### [Aim]
Locate each line in the data below that includes the string "image", and copy those lines out.

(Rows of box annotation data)
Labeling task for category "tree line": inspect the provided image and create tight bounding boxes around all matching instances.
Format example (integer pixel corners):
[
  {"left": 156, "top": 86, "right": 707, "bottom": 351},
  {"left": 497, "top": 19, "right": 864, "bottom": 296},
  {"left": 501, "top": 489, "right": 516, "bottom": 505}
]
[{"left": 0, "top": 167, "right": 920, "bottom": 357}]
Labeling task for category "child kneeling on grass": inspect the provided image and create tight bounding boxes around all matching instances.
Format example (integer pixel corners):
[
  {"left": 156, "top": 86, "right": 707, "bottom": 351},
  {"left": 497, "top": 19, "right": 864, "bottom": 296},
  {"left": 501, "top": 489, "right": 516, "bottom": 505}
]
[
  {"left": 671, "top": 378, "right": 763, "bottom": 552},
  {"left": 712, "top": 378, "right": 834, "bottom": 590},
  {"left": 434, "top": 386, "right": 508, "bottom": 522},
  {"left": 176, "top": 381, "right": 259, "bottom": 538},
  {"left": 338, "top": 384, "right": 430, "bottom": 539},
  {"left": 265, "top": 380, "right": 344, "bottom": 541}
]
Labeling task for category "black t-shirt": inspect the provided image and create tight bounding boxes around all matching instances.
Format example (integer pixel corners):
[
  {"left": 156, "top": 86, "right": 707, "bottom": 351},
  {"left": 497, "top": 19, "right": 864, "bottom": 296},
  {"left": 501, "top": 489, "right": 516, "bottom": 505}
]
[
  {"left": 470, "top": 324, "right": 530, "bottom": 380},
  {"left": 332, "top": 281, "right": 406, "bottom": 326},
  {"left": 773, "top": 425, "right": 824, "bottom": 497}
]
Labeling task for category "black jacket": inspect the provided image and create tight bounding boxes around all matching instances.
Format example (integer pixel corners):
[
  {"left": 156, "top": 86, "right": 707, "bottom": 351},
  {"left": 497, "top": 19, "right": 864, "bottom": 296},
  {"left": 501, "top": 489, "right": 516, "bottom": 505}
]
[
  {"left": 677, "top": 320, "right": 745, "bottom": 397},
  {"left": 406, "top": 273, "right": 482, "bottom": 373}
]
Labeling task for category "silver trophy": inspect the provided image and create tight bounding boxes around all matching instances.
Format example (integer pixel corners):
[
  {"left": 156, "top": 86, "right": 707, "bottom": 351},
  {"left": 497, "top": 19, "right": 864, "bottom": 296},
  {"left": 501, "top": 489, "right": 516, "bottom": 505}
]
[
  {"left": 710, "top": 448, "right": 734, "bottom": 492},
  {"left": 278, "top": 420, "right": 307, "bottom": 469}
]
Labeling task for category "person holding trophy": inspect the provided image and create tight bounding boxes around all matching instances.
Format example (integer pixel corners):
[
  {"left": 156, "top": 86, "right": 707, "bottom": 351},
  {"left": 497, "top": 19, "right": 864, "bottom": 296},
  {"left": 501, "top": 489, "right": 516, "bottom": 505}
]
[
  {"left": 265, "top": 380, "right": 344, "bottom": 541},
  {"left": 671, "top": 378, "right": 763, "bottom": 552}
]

### [Completed exercise]
Labeling task for category "tree line": inspect the provided image and create tight bounding boxes around all matching instances.
Labeling task for category "child kneeling on grass": inspect the provided image and create tight bounding boxes around all matching instances.
Labeling task for category "black t-shirt": inspect the provided image and create tight bounding boxes around all matching instances.
Labeling task for category "black jacket": inspect the provided image and create tight bounding boxes around all matching instances.
Labeling task for category "silver trophy": inspect the provided image and create tight bounding boxes around all matching instances.
Labeling task for category "person holding trophy": inspect the provided image and create tight bounding boxes around all matching instances.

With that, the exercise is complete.